* TASK DETAILS: Work out how many lines of the data contain "every" and reply with that number alone.
(INFORMATION SUPPLIED Opens)
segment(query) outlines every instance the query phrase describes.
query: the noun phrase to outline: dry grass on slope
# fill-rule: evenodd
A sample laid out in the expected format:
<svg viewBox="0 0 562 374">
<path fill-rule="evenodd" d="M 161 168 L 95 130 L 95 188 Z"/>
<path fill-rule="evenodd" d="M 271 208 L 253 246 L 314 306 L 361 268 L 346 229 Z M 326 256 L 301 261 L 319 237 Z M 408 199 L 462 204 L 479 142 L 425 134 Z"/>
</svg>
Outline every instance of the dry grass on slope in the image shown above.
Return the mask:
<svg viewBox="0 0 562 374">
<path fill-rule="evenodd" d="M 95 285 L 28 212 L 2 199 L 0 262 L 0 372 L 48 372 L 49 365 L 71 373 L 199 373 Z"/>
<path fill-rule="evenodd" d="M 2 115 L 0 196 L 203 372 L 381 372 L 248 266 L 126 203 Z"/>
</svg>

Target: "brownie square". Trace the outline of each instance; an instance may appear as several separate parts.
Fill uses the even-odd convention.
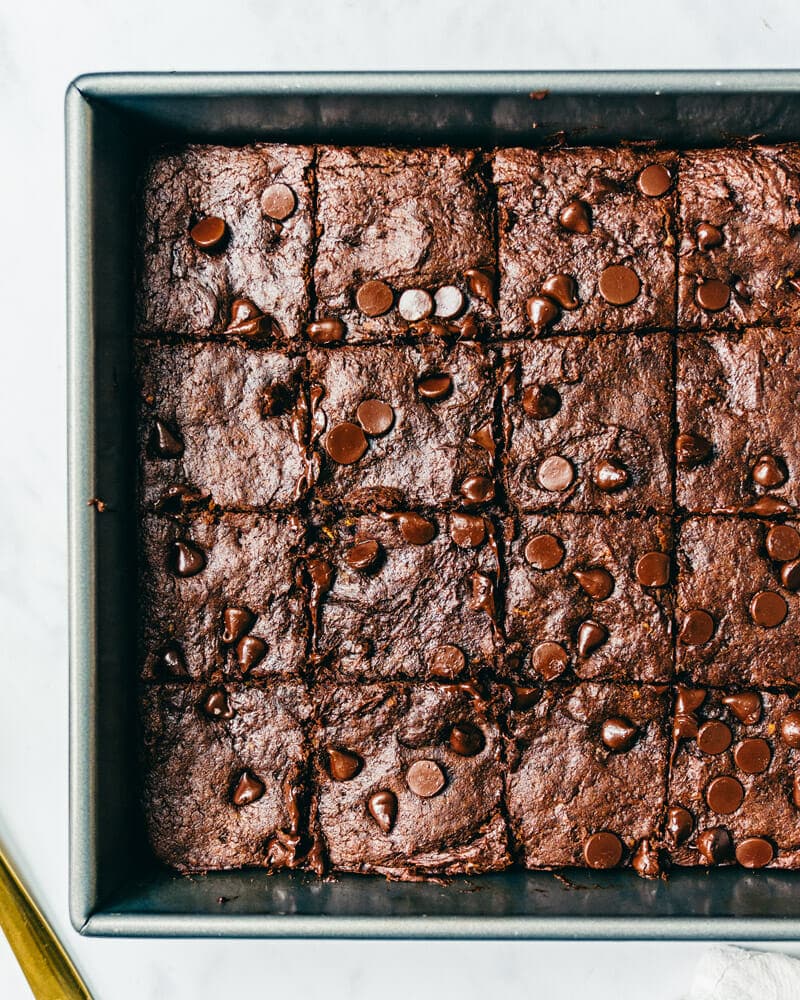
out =
[[[519,518],[506,546],[506,666],[536,681],[672,676],[667,518]]]
[[[140,529],[143,676],[296,674],[306,652],[296,515],[156,515]]]
[[[433,685],[322,686],[315,773],[331,866],[399,879],[510,863],[490,705]]]
[[[420,322],[454,331],[491,324],[493,208],[482,170],[473,150],[323,147],[318,320],[339,320],[350,343]]]
[[[675,864],[800,866],[799,709],[789,694],[679,689],[665,831]]]
[[[800,506],[799,396],[797,330],[679,337],[678,503],[698,513]]]
[[[797,322],[800,147],[683,153],[678,201],[680,326]]]
[[[501,149],[493,163],[506,336],[672,326],[674,153]]]
[[[455,680],[492,664],[498,565],[488,517],[367,514],[329,521],[319,539],[321,676]]]
[[[526,867],[615,867],[642,841],[647,857],[664,810],[668,711],[661,688],[587,683],[510,713],[506,803]]]
[[[302,686],[147,686],[140,707],[144,811],[161,861],[181,871],[301,863],[311,717]]]
[[[147,168],[139,220],[137,328],[146,334],[296,341],[309,311],[312,255],[310,146],[184,146]],[[288,212],[288,215],[285,213]],[[218,232],[195,229],[222,220]],[[213,223],[206,225],[213,228]],[[234,302],[252,306],[236,324]]]
[[[785,586],[782,564],[767,550],[772,527],[721,517],[690,518],[681,526],[677,667],[693,682],[800,683],[800,581],[796,565],[783,564],[794,591]]]
[[[483,348],[343,347],[308,358],[318,497],[354,507],[387,495],[410,506],[491,499],[496,380]]]
[[[301,360],[234,344],[148,341],[137,345],[136,368],[146,506],[179,505],[176,486],[234,508],[285,507],[303,492]]]
[[[522,510],[672,507],[667,334],[508,344],[503,478]]]

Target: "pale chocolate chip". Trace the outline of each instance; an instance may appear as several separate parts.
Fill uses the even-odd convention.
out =
[[[383,549],[379,542],[376,542],[374,538],[365,538],[348,549],[344,559],[351,569],[368,573],[375,569],[382,554]]]
[[[400,534],[411,545],[427,545],[436,534],[436,525],[419,514],[398,514]]]
[[[678,465],[693,469],[705,462],[711,455],[711,442],[701,434],[679,434],[675,440],[675,456]]]
[[[636,563],[636,579],[643,587],[666,587],[669,570],[669,556],[665,552],[645,552]]]
[[[601,729],[603,743],[609,750],[630,750],[639,730],[628,719],[612,716]]]
[[[754,726],[761,718],[761,695],[756,691],[726,694],[722,702],[745,726]]]
[[[676,740],[694,740],[698,733],[697,717],[691,712],[677,712],[672,723],[672,735]]]
[[[552,385],[529,385],[522,393],[522,409],[534,420],[548,420],[561,409],[561,396]]]
[[[242,771],[234,786],[231,799],[235,806],[249,806],[258,802],[265,792],[264,782],[252,771]]]
[[[583,845],[583,859],[590,868],[616,868],[622,860],[622,841],[615,833],[593,833]]]
[[[789,605],[774,590],[761,590],[750,601],[750,617],[762,628],[775,628],[789,613]]]
[[[453,388],[453,379],[446,372],[425,375],[417,382],[417,392],[423,399],[444,399]]]
[[[550,455],[539,466],[536,478],[543,490],[549,493],[563,493],[572,485],[575,470],[568,458]]]
[[[494,483],[489,476],[467,476],[460,493],[470,503],[485,503],[494,497]]]
[[[236,646],[236,662],[243,674],[249,673],[267,655],[267,644],[255,635],[246,635]]]
[[[695,230],[697,233],[697,249],[713,250],[722,243],[722,230],[712,226],[710,222],[701,222]]]
[[[651,163],[639,174],[636,186],[648,198],[660,198],[672,187],[672,174],[663,164]]]
[[[533,687],[520,687],[519,685],[514,685],[512,688],[512,704],[517,712],[525,712],[529,708],[533,708],[537,701],[542,696],[542,692],[539,688]]]
[[[661,876],[660,854],[659,848],[645,837],[633,852],[631,868],[642,878],[659,878]]]
[[[671,806],[667,812],[666,834],[671,847],[679,847],[694,829],[694,818],[683,806]]]
[[[488,302],[490,306],[496,304],[494,281],[490,275],[486,274],[485,271],[479,271],[473,267],[466,270],[464,276],[469,282],[469,290],[473,295],[476,295],[479,299],[483,299],[484,302]]]
[[[203,712],[214,721],[232,719],[236,714],[228,704],[228,695],[222,688],[213,688],[203,699]]]
[[[540,289],[542,295],[557,302],[562,309],[577,309],[578,285],[570,274],[551,274]]]
[[[800,749],[800,712],[787,712],[781,719],[781,737],[787,747]]]
[[[467,659],[458,646],[437,646],[428,658],[432,677],[453,680],[466,666]]]
[[[572,575],[578,581],[581,590],[594,601],[604,601],[614,589],[614,577],[602,566],[576,569]]]
[[[767,553],[776,562],[800,556],[800,534],[788,524],[774,524],[767,532]]]
[[[342,421],[332,427],[325,436],[325,450],[340,465],[352,465],[363,457],[367,450],[367,439],[358,424]]]
[[[727,306],[731,298],[730,286],[716,278],[698,278],[694,291],[695,302],[706,312],[719,312]]]
[[[409,323],[418,323],[433,312],[433,299],[422,288],[407,288],[400,296],[397,311]]]
[[[474,757],[486,746],[486,738],[471,722],[457,722],[450,730],[450,749],[461,757]]]
[[[189,231],[192,242],[201,250],[216,250],[225,239],[228,227],[224,219],[209,215],[195,223]]]
[[[800,559],[781,566],[781,583],[787,590],[800,590]]]
[[[555,535],[534,535],[525,546],[525,559],[534,569],[554,569],[564,558],[564,546]]]
[[[735,813],[744,800],[741,783],[728,774],[714,778],[706,788],[708,808],[723,816]]]
[[[433,296],[434,314],[441,319],[452,319],[464,308],[464,294],[455,285],[444,285]]]
[[[255,621],[255,615],[247,608],[225,608],[222,613],[222,641],[226,646],[232,646],[250,629]]]
[[[444,771],[435,760],[417,760],[406,773],[406,783],[415,795],[430,799],[444,788]]]
[[[705,700],[706,692],[703,688],[687,688],[681,684],[675,696],[675,711],[694,712]]]
[[[171,563],[175,576],[196,576],[205,569],[206,557],[197,545],[179,540],[172,543]]]
[[[525,313],[534,333],[541,333],[559,317],[560,310],[553,299],[546,295],[532,295],[525,301]]]
[[[709,719],[698,730],[697,746],[703,753],[716,756],[728,749],[732,739],[733,735],[724,722]]]
[[[722,826],[714,826],[697,835],[697,850],[702,864],[720,865],[733,854],[733,841]]]
[[[394,293],[385,281],[365,281],[356,292],[356,305],[365,316],[383,316],[393,304]]]
[[[772,750],[766,740],[754,738],[742,740],[733,752],[736,766],[745,774],[761,774],[769,767]]]
[[[261,195],[261,211],[270,219],[283,222],[297,206],[297,197],[288,184],[270,184]]]
[[[589,206],[577,198],[568,202],[561,209],[558,221],[564,229],[568,229],[571,233],[580,233],[581,236],[586,236],[592,231],[592,216]]]
[[[158,677],[189,676],[183,650],[176,642],[170,642],[156,652],[153,670]]]
[[[486,522],[475,514],[451,514],[450,537],[459,548],[476,549],[486,540]]]
[[[684,646],[702,646],[714,634],[714,619],[707,611],[689,611],[681,623],[678,639]]]
[[[766,868],[774,857],[772,844],[764,837],[747,837],[736,845],[736,860],[742,868]]]
[[[612,264],[600,275],[597,287],[606,302],[613,306],[627,306],[639,295],[642,285],[633,268]]]
[[[578,655],[591,656],[608,639],[608,629],[597,622],[582,622],[578,628]]]
[[[183,454],[183,441],[163,420],[155,422],[150,447],[159,458],[178,458]]]
[[[603,459],[592,470],[592,482],[603,493],[615,493],[628,485],[628,470],[614,459]]]
[[[382,399],[365,399],[358,404],[356,419],[367,434],[379,437],[394,423],[394,410]]]
[[[378,824],[381,833],[389,833],[397,819],[397,796],[384,789],[370,795],[367,801],[369,814]]]
[[[762,455],[753,466],[752,475],[753,482],[768,490],[786,482],[786,473],[774,455]]]
[[[306,325],[306,336],[315,344],[337,344],[344,340],[345,325],[333,316]]]
[[[546,681],[560,677],[568,663],[566,649],[557,642],[540,642],[531,652],[531,667]]]
[[[328,772],[334,781],[350,781],[355,778],[363,763],[352,750],[328,747]]]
(INFORMATION SUPPLIED Closes)
* RESPONSE TO THIS EXERCISE: 2